AUFGABEN:
[1] Welche Postleitzahl steht laut dem gezeigten Text hinter den Ziffern 053?
[2] Gib jede Zeile der Auflistung wieder, in der das Wort „green“ vorkommt.

GEZEIGTER TEXT:
-*-*-

Gewalt, Krieg und Terror zwingen Menschen aus ihren Ländern zu fliehen, mit der Hoffnung, im jeweiligen Migrationsland ein neues, besseres Leben führen zu können. In ihrer Serie »Stateless« portraitiert Chiara Wettmann Menschen im Libanon, die entweder Geflüchtete aus dem Irak oder Syrien sind oder aufgrund der familiären Situation keine Ausweisdokumente (mehr) besitzen und somit als staatenlos gelten. Grundlegende Rechte oder ein gesetzlicher Schutz wird diesen Menschen nicht zugestanden.

Aus der Serie »Stateless«: Marouh (21) ist Palästinenserin. Sie darf mit ihrer blauen ID-Karte für Palästinenser*inner studieren. Es wird jedoch schwierig für sie sein, anschließend eine Arbeit zu finden. Palästinenser*innen haben in Libanon nur eine begrenzte Arbeitserlaubnis. Foto: Chiara Wettmann
Aus der Serie »Stateless«: Marouh (21) ist Palästinenserin. Sie darf mit ihrer blauen ID-Karte für Palästinenser*inner studieren. Es wird jedoch schwierig für sie sein, anschließend eine Arbeit zu finden. Palästinenser*innen haben in Libanon nur eine begrenzte Arbeitserlaubnis. Foto: Chiara Wettmann

In seinem Langzeitprojekt »053kids« über Jugendliche in Duisburg thematisiert Toby Binder die komplexen Problematiken sozialer Ungerechtigkeit innerhalb von Familien mit Migrationshintergrund. Ihre Identifikation und Zugehörigkeit finden die Jugendlichen, die weder oft das Heimatland ihrer Eltern kennen noch sich in Deutschland akzeptiert fühlen, mit dem Nutzen der Ziffern 053 – der Postleitzahl von Duisburg-Hochfeld. »Es ist der einzige Ort, dem sie sich wirklich zugehörig fühlen. Das sind die 053kids.«

Als Außenseiterin möchte die Jugendliche Mila nicht mehr gesehen werden. In der gleichnamigen Serie begleitet Mitar Simikić die Tochter einer Familie aus Bosnien und Herzegowina, die aus der Familientradition des Müllsammelns und -wiederverkaufens ausbrechen und ein anderes Leben führen möchte.

-*-*-

ZU BEARBEITENDE AUFLISTUNG:
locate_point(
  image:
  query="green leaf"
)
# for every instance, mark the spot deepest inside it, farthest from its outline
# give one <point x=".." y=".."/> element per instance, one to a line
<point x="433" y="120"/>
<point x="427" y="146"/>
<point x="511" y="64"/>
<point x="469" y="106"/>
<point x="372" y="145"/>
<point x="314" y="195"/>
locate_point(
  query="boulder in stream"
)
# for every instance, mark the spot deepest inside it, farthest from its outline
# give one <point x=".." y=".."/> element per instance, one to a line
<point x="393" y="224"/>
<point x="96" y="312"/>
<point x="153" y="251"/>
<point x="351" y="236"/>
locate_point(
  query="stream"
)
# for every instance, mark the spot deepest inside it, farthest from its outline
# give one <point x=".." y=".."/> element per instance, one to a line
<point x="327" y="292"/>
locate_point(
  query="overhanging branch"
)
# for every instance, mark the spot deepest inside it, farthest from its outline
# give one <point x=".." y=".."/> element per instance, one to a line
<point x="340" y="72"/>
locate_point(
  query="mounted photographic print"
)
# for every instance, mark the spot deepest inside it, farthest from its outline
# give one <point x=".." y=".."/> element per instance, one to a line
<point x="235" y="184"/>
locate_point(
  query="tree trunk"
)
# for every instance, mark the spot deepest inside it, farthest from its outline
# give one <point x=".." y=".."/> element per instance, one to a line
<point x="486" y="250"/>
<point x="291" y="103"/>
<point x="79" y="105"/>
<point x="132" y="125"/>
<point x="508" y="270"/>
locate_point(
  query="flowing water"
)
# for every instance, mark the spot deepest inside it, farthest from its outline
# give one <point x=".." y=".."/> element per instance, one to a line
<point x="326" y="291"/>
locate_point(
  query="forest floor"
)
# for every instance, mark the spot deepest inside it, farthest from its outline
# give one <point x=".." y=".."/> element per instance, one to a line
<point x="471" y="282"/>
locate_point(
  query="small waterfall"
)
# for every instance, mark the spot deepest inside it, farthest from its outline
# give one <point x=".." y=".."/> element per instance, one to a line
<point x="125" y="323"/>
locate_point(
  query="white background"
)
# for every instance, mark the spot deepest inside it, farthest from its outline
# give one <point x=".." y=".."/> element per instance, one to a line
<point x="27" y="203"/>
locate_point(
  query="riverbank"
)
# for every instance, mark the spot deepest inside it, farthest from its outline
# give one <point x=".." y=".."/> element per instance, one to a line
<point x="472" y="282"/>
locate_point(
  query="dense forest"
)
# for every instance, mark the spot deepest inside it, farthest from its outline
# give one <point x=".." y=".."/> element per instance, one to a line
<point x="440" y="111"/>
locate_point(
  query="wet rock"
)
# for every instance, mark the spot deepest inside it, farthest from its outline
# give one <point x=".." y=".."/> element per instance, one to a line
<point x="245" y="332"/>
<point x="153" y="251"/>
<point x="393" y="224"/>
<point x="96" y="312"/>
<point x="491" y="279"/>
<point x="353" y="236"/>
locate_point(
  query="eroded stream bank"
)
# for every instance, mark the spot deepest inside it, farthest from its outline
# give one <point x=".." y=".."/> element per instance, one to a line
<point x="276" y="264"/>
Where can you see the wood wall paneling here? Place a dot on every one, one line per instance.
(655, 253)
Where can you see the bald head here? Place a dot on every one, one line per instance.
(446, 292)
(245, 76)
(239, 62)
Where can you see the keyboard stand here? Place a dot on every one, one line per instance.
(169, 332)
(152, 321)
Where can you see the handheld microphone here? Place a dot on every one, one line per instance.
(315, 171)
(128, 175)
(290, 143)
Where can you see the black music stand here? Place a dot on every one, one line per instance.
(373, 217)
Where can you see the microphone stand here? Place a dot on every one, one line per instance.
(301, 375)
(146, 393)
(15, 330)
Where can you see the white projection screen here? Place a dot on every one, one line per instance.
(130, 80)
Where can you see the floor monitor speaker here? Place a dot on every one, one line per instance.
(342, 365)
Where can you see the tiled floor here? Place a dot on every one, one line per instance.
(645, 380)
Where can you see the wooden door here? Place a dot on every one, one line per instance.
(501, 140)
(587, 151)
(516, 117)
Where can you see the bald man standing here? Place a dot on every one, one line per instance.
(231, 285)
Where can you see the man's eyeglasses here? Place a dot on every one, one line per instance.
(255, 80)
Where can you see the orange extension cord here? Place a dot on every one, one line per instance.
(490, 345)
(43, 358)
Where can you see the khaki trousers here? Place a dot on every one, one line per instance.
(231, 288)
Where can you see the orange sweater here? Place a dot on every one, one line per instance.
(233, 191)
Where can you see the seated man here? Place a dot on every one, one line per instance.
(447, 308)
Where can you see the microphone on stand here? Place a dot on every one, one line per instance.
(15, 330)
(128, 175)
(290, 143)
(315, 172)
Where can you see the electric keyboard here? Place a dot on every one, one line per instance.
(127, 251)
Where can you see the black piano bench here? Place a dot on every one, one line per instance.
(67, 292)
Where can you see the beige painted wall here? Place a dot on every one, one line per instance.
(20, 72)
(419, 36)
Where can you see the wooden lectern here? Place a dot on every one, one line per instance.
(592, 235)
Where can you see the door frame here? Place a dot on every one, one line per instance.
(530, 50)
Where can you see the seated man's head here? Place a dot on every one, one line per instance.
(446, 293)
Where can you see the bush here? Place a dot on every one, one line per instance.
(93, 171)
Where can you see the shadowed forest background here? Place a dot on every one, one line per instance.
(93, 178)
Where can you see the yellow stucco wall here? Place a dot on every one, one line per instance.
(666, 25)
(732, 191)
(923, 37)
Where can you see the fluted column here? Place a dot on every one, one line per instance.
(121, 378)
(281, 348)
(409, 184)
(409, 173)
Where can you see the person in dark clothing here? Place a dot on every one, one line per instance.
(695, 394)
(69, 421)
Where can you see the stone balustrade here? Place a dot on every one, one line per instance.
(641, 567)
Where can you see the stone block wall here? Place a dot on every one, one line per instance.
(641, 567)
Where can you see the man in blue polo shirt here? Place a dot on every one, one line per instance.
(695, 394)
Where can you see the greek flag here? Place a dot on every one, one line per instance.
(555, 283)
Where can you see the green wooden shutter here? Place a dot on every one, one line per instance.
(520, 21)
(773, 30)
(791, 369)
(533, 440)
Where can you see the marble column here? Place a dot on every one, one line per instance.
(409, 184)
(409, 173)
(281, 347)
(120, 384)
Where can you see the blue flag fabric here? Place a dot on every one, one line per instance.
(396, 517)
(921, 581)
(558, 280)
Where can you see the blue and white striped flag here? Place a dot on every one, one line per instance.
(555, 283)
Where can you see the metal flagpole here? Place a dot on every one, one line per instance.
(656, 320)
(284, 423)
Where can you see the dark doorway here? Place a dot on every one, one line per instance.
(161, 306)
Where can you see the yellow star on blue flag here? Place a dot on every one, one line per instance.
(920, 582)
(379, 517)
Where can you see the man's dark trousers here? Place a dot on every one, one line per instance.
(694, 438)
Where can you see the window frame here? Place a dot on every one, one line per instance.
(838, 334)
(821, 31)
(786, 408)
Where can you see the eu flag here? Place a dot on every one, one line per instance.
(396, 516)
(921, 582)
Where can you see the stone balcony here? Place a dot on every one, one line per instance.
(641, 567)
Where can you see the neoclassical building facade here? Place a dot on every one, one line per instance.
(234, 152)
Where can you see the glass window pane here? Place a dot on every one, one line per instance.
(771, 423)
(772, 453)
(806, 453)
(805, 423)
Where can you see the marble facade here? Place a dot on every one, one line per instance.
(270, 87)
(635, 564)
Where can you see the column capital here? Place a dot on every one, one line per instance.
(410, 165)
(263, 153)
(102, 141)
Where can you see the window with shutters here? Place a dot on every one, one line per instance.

-*-*-

LÖSUNGEN:
[1] Die Postleitzahl von Duisburg-Hochfeld.

[2]
  query="green leaf"
Where can you see the green wooden shutter here? Place a dot on every one, one line per instance.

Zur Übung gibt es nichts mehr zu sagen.